=== Begin Enclosure ===

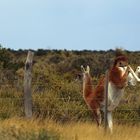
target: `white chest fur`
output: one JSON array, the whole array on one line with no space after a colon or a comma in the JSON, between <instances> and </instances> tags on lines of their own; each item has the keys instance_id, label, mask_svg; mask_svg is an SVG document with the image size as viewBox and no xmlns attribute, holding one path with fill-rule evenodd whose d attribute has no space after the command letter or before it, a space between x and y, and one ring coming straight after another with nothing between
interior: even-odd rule
<instances>
[{"instance_id":1,"label":"white chest fur","mask_svg":"<svg viewBox=\"0 0 140 140\"><path fill-rule=\"evenodd\" d=\"M123 97L124 89L118 89L113 83L108 84L108 110L114 110Z\"/></svg>"},{"instance_id":2,"label":"white chest fur","mask_svg":"<svg viewBox=\"0 0 140 140\"><path fill-rule=\"evenodd\" d=\"M125 74L127 67L119 67L122 76ZM117 88L112 82L108 83L108 111L113 111L120 103L124 94L124 89ZM104 111L105 101L101 103Z\"/></svg>"},{"instance_id":3,"label":"white chest fur","mask_svg":"<svg viewBox=\"0 0 140 140\"><path fill-rule=\"evenodd\" d=\"M113 83L108 83L108 111L113 111L120 103L124 94L124 89L118 89ZM105 101L101 103L101 110L104 111Z\"/></svg>"}]
</instances>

=== End Enclosure ===

### TRY IT
Write out an exact copy of the listing, first line through the line containing "output: one JSON", with the pictures left out.

### SOLUTION TO THIS TASK
target: `white chest fur`
output: one JSON array, the whole array on one line with no space after a colon or a comma in the JSON, between <instances> and </instances> tags on lines of their own; each item has the keys instance_id, label, mask_svg; mask_svg is an SVG document with the image size as viewBox and no xmlns attribute, holding one path with fill-rule evenodd whose d attribute has no space after the command letter or before it, a space between x and y, and one ring coming straight after another with nothing between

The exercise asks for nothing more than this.